▶ Task details: Reproduce every one of the entries below word for word, but omit the pictures.

▶ Records for this exercise:
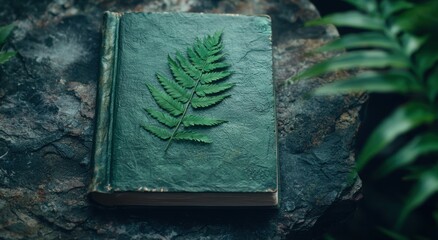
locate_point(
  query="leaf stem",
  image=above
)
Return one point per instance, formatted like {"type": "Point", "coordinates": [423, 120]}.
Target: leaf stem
{"type": "Point", "coordinates": [184, 113]}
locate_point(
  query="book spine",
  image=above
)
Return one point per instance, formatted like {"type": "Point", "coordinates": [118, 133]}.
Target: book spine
{"type": "Point", "coordinates": [101, 181]}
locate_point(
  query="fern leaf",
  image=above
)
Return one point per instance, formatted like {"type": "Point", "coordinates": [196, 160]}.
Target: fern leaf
{"type": "Point", "coordinates": [180, 75]}
{"type": "Point", "coordinates": [203, 102]}
{"type": "Point", "coordinates": [214, 66]}
{"type": "Point", "coordinates": [193, 120]}
{"type": "Point", "coordinates": [158, 131]}
{"type": "Point", "coordinates": [206, 89]}
{"type": "Point", "coordinates": [216, 38]}
{"type": "Point", "coordinates": [173, 89]}
{"type": "Point", "coordinates": [216, 50]}
{"type": "Point", "coordinates": [214, 76]}
{"type": "Point", "coordinates": [192, 136]}
{"type": "Point", "coordinates": [193, 82]}
{"type": "Point", "coordinates": [215, 58]}
{"type": "Point", "coordinates": [166, 102]}
{"type": "Point", "coordinates": [162, 117]}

▶ Correct output:
locate_point(
  query="leaf stem",
  image=above
)
Return one point per instance, formatted like {"type": "Point", "coordinates": [423, 120]}.
Target: leaf stem
{"type": "Point", "coordinates": [184, 113]}
locate_point(
  query="book spine",
  image=above
)
Return one point per instance, formatted like {"type": "Point", "coordinates": [118, 133]}.
Target: book spine
{"type": "Point", "coordinates": [101, 181]}
locate_point(
  query="fern leaf",
  image=above
)
Return one point per instance, formatted like {"type": "Point", "coordinates": [196, 160]}.
Target: fern leaf
{"type": "Point", "coordinates": [180, 75]}
{"type": "Point", "coordinates": [203, 102]}
{"type": "Point", "coordinates": [214, 66]}
{"type": "Point", "coordinates": [193, 120]}
{"type": "Point", "coordinates": [158, 131]}
{"type": "Point", "coordinates": [206, 89]}
{"type": "Point", "coordinates": [216, 38]}
{"type": "Point", "coordinates": [173, 89]}
{"type": "Point", "coordinates": [216, 50]}
{"type": "Point", "coordinates": [214, 76]}
{"type": "Point", "coordinates": [192, 136]}
{"type": "Point", "coordinates": [193, 82]}
{"type": "Point", "coordinates": [215, 58]}
{"type": "Point", "coordinates": [166, 102]}
{"type": "Point", "coordinates": [162, 117]}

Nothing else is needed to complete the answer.